Leave out every picture, then transcribe the rest of the listing exactly.

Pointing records
-- start --

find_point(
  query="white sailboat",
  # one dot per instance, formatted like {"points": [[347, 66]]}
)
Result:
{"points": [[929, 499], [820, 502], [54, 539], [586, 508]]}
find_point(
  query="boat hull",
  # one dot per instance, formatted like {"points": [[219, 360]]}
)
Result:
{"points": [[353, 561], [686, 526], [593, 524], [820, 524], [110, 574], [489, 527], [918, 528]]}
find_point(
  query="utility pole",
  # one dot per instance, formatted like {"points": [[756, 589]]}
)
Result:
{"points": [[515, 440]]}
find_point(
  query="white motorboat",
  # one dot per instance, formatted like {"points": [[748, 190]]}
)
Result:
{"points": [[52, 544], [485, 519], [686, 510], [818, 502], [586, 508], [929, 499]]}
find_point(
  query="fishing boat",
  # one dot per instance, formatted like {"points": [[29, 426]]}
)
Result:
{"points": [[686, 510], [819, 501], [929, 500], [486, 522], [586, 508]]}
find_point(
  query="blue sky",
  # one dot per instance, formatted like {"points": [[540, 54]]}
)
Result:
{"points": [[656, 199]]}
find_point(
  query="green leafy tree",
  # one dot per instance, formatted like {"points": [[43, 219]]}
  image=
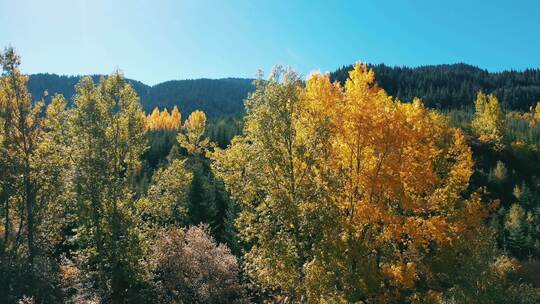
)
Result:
{"points": [[515, 226], [107, 144], [489, 120]]}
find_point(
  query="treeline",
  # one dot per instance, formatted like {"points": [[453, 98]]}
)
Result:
{"points": [[440, 86], [216, 97], [79, 223], [327, 193], [455, 86]]}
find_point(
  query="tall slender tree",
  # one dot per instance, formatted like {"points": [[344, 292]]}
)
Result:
{"points": [[108, 141]]}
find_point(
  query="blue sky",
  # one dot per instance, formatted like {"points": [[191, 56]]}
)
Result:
{"points": [[154, 41]]}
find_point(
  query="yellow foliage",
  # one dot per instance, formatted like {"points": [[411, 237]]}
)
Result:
{"points": [[163, 120], [365, 171], [193, 140]]}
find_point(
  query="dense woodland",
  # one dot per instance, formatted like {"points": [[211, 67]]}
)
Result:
{"points": [[216, 97], [322, 192], [440, 86], [455, 85]]}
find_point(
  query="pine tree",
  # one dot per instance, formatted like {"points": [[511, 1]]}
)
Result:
{"points": [[516, 230], [489, 120]]}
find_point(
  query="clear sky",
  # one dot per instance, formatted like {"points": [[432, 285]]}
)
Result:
{"points": [[154, 41]]}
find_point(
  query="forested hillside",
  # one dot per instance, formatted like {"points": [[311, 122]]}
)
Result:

-- end --

Exercise result:
find_point(
  query="white sailboat",
  # one dot per instance, formatted like {"points": [[347, 66]]}
)
Result:
{"points": [[929, 499], [820, 502], [54, 539], [586, 508]]}
find_point(
  query="boat hull",
  # one dot per instance, formatted like {"points": [[219, 360]]}
)
Result:
{"points": [[353, 561], [686, 526], [593, 524], [820, 524], [110, 574], [489, 527], [918, 528]]}
find_point(
  query="utility pole",
  # one dot per instance, formatted like {"points": [[756, 589]]}
)
Result:
{"points": [[515, 440]]}
find_point(
  query="white motorboat",
  # one dot per instance, formatted like {"points": [[748, 190]]}
)
Result:
{"points": [[52, 544], [485, 519], [686, 510], [818, 502], [586, 508], [929, 499]]}
find_point(
  query="fishing boat",
  # one dot per instance, formatted like {"points": [[29, 426]]}
)
Result:
{"points": [[686, 510], [819, 501], [929, 500], [486, 522], [586, 508]]}
find_point(
  query="blue sky",
  # one dot per instance, formatted like {"points": [[540, 54]]}
)
Result:
{"points": [[656, 199]]}
find_point(
  query="green leafy tree",
  # one dot per instance, formatted like {"points": [[43, 219]]}
  image=
)
Result:
{"points": [[515, 226], [107, 144], [489, 120]]}
find_point(
  query="treeline",
  # one dot per instance, formatted like {"points": [[453, 98]]}
)
Result:
{"points": [[440, 86], [216, 97], [79, 223], [327, 193], [455, 86]]}
find_point(
  query="tall slender tree",
  # one dot per instance, formatted like {"points": [[344, 292]]}
)
Result:
{"points": [[108, 141]]}
find_point(
  query="blue sky",
  # one dot per instance, formatted like {"points": [[191, 56]]}
)
Result:
{"points": [[154, 41]]}
find_point(
  query="yellow foliage",
  # one dot per instance, formatted like {"points": [[411, 237]]}
)
Result:
{"points": [[163, 120], [365, 171], [193, 140]]}
find_point(
  query="dense woodland",
  # one dot per instance, formatted like {"points": [[211, 67]]}
)
Result:
{"points": [[216, 97], [322, 192], [440, 86], [455, 85]]}
find_point(
  query="pine tree",
  # one dot per instance, formatted like {"points": [[511, 1]]}
)
Result:
{"points": [[516, 230], [489, 120]]}
find_point(
  query="clear sky",
  # one dot per instance, formatted like {"points": [[432, 285]]}
)
Result:
{"points": [[154, 41]]}
find_point(
  query="forested hillside",
  # one dot per instance, formatted like {"points": [[311, 122]]}
)
Result:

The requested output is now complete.